##### Dataset records #####
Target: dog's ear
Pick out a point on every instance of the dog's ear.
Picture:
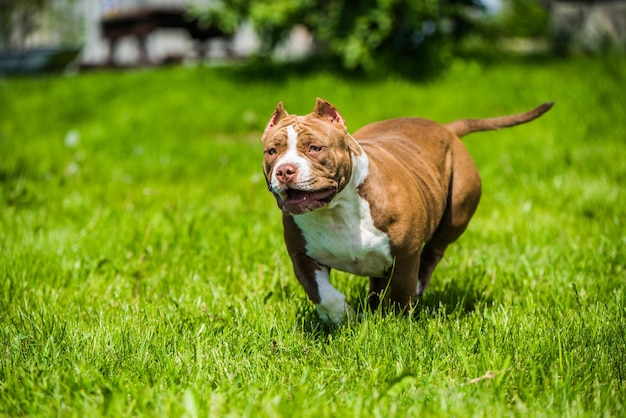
(329, 113)
(278, 114)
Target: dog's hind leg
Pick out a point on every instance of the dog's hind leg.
(463, 197)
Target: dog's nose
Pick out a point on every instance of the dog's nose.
(286, 173)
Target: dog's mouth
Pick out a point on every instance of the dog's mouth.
(296, 202)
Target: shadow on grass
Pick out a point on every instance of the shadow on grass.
(454, 299)
(420, 67)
#####
> **Work to be completed**: Copy each line above that contains the string "Target".

> **Solution**:
Target: dog's ear
Target: dog's hind leg
Target: dog's nose
Target: dog's mouth
Target: shadow on grass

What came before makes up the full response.